▶ **The exercise**: Copy every one of the records below verbatim, line for line, with nothing changed.

───── Extracted records

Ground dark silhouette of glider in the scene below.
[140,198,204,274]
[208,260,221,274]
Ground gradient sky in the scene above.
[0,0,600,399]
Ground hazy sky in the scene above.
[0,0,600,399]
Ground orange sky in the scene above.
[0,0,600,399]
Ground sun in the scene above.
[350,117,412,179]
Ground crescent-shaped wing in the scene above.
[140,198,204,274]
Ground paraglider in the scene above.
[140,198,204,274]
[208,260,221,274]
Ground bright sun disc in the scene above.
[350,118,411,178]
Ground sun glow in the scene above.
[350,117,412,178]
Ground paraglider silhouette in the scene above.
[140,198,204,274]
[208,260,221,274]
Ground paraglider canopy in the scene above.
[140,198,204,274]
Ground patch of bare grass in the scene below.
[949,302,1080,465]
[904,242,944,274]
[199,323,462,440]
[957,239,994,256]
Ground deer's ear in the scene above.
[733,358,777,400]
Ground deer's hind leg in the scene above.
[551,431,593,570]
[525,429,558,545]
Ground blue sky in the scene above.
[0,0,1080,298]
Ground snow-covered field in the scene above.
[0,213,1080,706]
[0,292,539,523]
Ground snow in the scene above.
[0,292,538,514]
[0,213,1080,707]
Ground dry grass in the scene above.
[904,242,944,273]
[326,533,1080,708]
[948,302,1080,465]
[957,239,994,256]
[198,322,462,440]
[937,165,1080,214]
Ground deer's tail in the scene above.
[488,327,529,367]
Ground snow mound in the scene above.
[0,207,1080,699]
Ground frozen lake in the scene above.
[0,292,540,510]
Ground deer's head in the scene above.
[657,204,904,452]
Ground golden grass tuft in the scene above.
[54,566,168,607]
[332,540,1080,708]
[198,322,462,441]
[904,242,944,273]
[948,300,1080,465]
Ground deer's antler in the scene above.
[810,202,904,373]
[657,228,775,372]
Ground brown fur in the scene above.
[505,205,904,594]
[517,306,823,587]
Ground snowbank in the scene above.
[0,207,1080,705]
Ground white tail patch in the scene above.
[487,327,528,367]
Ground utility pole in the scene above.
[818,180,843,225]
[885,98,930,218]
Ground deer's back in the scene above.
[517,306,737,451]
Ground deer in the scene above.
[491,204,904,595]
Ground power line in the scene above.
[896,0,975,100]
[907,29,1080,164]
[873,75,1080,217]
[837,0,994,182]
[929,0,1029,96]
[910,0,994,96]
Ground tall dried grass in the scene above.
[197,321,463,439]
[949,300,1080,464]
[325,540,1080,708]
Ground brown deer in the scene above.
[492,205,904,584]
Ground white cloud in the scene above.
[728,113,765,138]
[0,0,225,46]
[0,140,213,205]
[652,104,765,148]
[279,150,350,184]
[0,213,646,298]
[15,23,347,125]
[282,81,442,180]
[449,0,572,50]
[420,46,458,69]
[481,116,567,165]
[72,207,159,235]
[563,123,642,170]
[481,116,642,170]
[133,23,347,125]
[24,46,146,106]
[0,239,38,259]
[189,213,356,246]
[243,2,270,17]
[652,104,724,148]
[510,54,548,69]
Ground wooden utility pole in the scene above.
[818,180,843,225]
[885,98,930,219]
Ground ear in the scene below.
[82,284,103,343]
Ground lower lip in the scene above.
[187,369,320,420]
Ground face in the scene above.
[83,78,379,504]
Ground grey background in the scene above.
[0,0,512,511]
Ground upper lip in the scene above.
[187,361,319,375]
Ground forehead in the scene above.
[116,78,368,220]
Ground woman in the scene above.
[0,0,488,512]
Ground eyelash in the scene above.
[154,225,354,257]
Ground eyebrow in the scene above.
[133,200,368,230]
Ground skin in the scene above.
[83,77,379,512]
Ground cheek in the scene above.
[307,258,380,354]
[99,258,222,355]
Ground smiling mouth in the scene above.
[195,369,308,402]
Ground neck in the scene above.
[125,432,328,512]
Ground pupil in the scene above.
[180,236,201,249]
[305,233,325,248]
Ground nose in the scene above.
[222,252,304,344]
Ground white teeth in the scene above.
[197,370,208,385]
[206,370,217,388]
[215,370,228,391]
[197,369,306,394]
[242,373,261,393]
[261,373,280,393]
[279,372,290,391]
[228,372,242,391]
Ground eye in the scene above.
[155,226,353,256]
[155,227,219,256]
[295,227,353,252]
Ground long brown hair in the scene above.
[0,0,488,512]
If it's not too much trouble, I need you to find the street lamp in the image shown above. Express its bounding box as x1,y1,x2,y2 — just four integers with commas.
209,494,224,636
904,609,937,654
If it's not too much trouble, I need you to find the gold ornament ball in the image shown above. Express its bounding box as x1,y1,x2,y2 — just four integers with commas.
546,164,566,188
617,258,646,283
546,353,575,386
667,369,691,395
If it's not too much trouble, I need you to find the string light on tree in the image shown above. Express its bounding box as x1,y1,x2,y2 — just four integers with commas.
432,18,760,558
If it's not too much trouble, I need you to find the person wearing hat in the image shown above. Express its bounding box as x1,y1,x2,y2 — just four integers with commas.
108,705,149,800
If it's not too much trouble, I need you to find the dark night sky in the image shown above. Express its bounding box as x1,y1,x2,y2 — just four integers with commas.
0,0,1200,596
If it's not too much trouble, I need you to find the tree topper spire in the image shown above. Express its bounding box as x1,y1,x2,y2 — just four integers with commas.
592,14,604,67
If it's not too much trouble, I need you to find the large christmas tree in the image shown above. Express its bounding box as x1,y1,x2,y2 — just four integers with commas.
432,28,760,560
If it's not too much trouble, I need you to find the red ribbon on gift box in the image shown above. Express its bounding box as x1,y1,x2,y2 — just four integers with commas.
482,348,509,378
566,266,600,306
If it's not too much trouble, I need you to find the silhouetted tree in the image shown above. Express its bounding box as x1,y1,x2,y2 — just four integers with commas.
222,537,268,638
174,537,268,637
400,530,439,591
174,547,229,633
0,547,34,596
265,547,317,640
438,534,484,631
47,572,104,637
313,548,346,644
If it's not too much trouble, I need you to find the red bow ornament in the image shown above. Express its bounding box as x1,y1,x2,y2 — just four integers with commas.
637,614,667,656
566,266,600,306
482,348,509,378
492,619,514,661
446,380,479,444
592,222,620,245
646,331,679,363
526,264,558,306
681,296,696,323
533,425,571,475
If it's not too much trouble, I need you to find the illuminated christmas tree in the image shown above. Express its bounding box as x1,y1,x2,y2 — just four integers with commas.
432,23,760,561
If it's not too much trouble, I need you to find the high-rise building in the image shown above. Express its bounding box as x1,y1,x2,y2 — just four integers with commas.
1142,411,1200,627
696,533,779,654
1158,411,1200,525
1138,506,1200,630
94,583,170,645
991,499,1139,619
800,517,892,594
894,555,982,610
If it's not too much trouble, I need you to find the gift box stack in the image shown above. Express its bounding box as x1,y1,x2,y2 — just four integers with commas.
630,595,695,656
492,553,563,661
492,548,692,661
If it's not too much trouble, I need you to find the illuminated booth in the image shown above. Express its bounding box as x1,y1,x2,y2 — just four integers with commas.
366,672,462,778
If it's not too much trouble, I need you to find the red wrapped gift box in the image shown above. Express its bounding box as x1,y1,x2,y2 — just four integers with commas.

──────────

▶ **Expected answer**:
Ground dark silhouette of glider in the scene below.
[140,198,204,274]
[208,260,221,274]
Ground gradient sky in the scene above.
[0,0,600,399]
Ground hazy sky in the scene above.
[0,0,600,399]
Ground orange sky in the scene above.
[0,0,600,399]
Ground sun in the scene above.
[350,117,412,179]
Ground crescent-shaped wing in the scene above.
[140,198,204,274]
Ground paraglider in the scene above.
[140,198,204,274]
[208,260,221,274]
Ground bright sun disc in the scene above.
[350,118,411,178]
Ground sun glow in the scene above.
[350,117,412,178]
Ground paraglider silhouette in the scene above.
[140,198,204,274]
[208,260,221,274]
Ground paraglider canopy in the scene above.
[140,198,204,274]
Ground patch of bare grass in the scene below.
[949,302,1080,465]
[904,242,944,274]
[199,323,462,440]
[957,239,994,256]
Ground deer's ear in the scene above.
[733,358,777,400]
Ground deer's hind leg in the scene above.
[551,431,593,570]
[525,429,558,545]
Ground blue sky in the scene above.
[0,0,1080,298]
Ground snow-covered field in the scene above.
[0,213,1080,706]
[0,292,539,523]
Ground snow in the scene above.
[0,292,538,514]
[0,213,1080,707]
Ground dry grass in the scene above.
[904,242,944,273]
[326,533,1080,708]
[948,302,1080,465]
[957,239,994,256]
[198,322,462,440]
[937,165,1080,214]
Ground deer's tail in the scene above.
[488,327,529,367]
Ground snow mound in the scene above.
[0,207,1080,699]
Ground frozen lake in the scene above.
[0,292,540,510]
Ground deer's head in the scene above.
[657,204,904,452]
Ground golden grass tuft in the scene above.
[54,566,168,607]
[332,540,1080,708]
[198,322,462,441]
[904,242,944,273]
[948,300,1080,465]
Ground deer's antler in the scene above.
[810,202,904,373]
[657,228,775,372]
Ground brown fur in the scene above.
[505,205,904,594]
[517,306,823,587]
Ground snowbank in the scene above.
[0,207,1080,705]
Ground white tail patch in the scene above.
[487,327,528,367]
Ground utility pole in the scene above.
[818,180,843,225]
[885,98,930,218]
Ground deer's back in the scene above.
[517,306,737,451]
Ground deer in the scene above.
[491,204,904,595]
Ground power line in the scene above.
[896,0,975,100]
[907,29,1080,164]
[873,75,1080,217]
[837,0,994,182]
[929,0,1029,96]
[910,0,994,96]
Ground tall dried grass in the scene above.
[197,321,463,439]
[949,300,1080,464]
[325,540,1080,708]
Ground brown deer in the scene above.
[492,205,904,584]
Ground white cloud in the scene above.
[728,113,765,138]
[0,0,225,46]
[0,140,213,205]
[652,104,765,148]
[279,150,350,184]
[0,213,646,298]
[15,23,347,125]
[282,81,442,180]
[449,0,572,50]
[420,46,458,69]
[481,116,567,165]
[72,207,159,235]
[563,123,642,170]
[481,116,642,170]
[133,23,347,125]
[24,46,146,106]
[0,239,38,259]
[189,213,356,246]
[243,2,270,17]
[652,104,724,148]
[510,54,548,69]
Ground wooden utility pole in the scene above.
[818,180,843,225]
[885,98,930,219]
Ground ear in the scene below.
[82,284,103,343]
Ground lower lip in the scene above.
[187,369,320,420]
Ground face in the scene above.
[83,78,379,504]
Ground grey background in the scene above.
[0,0,512,511]
Ground upper lip in the scene above.
[187,361,319,375]
Ground forehead in the scene above.
[116,78,368,220]
Ground woman in the scene above.
[0,0,488,512]
Ground eyelash in the scene above.
[154,225,354,257]
Ground eyebrow in the scene above.
[133,200,368,230]
Ground skin in the scene above.
[83,77,379,512]
Ground cheek in the scene above.
[307,258,380,354]
[99,258,222,355]
Ground smiling mouth in the scene above.
[195,369,308,402]
Ground neck in the scene above.
[125,432,328,512]
Ground pupil in the scene above.
[180,236,201,249]
[305,233,325,248]
Ground nose in the scene above.
[222,252,304,344]
Ground white teeth in the scene above.
[197,370,208,385]
[206,370,217,388]
[215,370,228,391]
[197,369,306,394]
[242,373,261,393]
[261,373,280,393]
[279,372,290,391]
[228,372,242,391]
Ground eye in the scene above.
[155,226,353,256]
[155,227,219,256]
[295,227,353,252]
Ground long brown hair in the scene above.
[0,0,488,512]
If it's not too much trouble, I need you to find the street lamp in the image shown above. Express its bounding box as x1,y1,x2,y2 — just four integers with commas.
209,494,224,636
904,609,937,654
If it's not too much trouble, I need you to find the gold ornament ball in the image shown above. Express its bounding box as x1,y1,x2,y2 — just four integers with commas.
546,164,566,188
617,258,646,283
546,353,575,386
667,369,691,395
If it's not too much trouble, I need you to find the string light on tree in the image shown above. Express its bounding box as x1,y1,x2,y2 — just four integers with commas.
432,18,760,558
If it's not too much trouble, I need you to find the person wearing hat in the image shown above. Express its bounding box as x1,y1,x2,y2 — just four integers with commas.
108,705,149,800
If it's not too much trouble, I need you to find the dark night sky in the image shown above. Express its bounding box as x1,y1,x2,y2 — just four integers with commas.
0,0,1200,596
If it's not too much trouble, I need you to find the tree topper spire in the image shown above. Express its bounding box as x1,y1,x2,y2 — just four integers with commas.
592,14,604,67
If it's not too much trouble, I need you to find the large christmas tree in the image shown above. Express its bounding box as x1,y1,x2,y2 — just four integers with commas.
432,28,760,560
If it's not too much trouble, I need you to find the red ribbon on gift box in the image shown above. Express its bounding box as x1,y1,x2,y2 — just four integers with commas.
482,348,509,378
566,266,600,306
If it's not too much trouble, I need you to find the silhouetted tree in the image shown above. Express its bounding box as x1,y1,x2,y2 — just four integers with commas.
222,537,268,638
174,537,268,637
400,530,439,591
174,547,229,633
0,547,34,596
265,547,317,640
438,534,484,631
47,572,104,637
313,548,346,644
If it's not too much trouble, I need you to find the red bow ornament in the image shown above. Express its bounding box as x1,y1,x2,y2 — just four integers with commas.
637,614,667,656
566,266,600,306
482,348,509,378
492,619,514,661
446,380,479,444
592,222,620,245
646,331,679,363
526,264,558,306
681,296,696,323
533,425,571,475
If it's not too much trouble, I need you to find the illuminated christmas tree in the image shown above. Express its bounding box as x1,y1,x2,y2 — just four integers with commas.
432,23,760,561
If it's not too much trouble, I need you to find the high-rise building in the image shown above. Express its bounding box as x1,y1,x2,y2 — just four integers with commas.
1142,411,1200,627
696,533,779,654
1158,411,1200,525
1138,506,1200,630
94,583,170,645
991,499,1139,619
800,517,892,594
894,555,982,610
If it's not too much trouble, I need you to find the gift box stack in the image shown above. Express its bounding box as x1,y1,x2,y2 — just four integers with commas.
630,595,695,656
492,553,563,661
492,548,692,661
If it's not too much trouble, I need you to find the illuminated booth in the image shown above. Express its bounding box as x1,y1,x2,y2 — just four integers with commas.
366,672,462,778
If it's not too much trouble, I need you to find the red wrapped gift box in the image shown above. Express its bounding box as x1,y1,x2,y2 — just four integers with commas.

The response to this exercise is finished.